_Required work_
The lines to reproduce run from the one containing "the red car" through the final line of the entries; write them out exactly and add nothing.

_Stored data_
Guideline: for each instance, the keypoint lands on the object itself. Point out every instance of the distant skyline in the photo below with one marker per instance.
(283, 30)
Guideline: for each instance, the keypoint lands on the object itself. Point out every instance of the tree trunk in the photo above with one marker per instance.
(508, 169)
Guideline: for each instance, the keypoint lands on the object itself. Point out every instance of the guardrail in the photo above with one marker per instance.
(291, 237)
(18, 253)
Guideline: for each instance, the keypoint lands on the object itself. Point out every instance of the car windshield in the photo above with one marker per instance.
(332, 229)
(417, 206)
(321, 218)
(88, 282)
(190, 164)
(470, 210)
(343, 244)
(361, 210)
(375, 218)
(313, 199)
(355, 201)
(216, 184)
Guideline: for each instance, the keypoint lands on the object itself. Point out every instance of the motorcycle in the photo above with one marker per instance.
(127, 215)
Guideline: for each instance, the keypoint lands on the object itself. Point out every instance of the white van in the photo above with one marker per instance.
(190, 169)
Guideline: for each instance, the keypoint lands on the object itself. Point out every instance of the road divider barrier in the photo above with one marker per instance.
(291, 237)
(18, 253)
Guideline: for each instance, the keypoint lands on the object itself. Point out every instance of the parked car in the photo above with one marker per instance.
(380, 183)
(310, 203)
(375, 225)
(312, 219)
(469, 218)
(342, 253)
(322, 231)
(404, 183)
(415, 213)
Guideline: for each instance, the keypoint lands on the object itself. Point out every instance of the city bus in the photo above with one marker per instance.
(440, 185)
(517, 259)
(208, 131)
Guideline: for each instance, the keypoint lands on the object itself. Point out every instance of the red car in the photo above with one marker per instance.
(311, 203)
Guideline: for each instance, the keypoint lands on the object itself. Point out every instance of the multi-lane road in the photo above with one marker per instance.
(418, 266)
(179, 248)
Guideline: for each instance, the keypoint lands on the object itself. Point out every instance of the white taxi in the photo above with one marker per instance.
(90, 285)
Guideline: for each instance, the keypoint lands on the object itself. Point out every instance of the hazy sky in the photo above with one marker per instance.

_Reply to the task_
Guideline: for each instance, the keypoint lands on the object itself. Point out every instance of the red car in the photo above with one marker per instance.
(311, 203)
Guideline: for each instance, the keypoint lands on the object itself. Point out every instance of the multi-lane road in the photo above with one marker per instance.
(418, 266)
(179, 248)
Guideline: for each instance, the keypoint lands on the object itself. Point out every instance of the white taxi in the photo above with one marker per instance.
(90, 285)
Guideline: for each instance, the keypoint lands on the object itself. Point out every instance of the hazy sky in the photo above with one marker per instance.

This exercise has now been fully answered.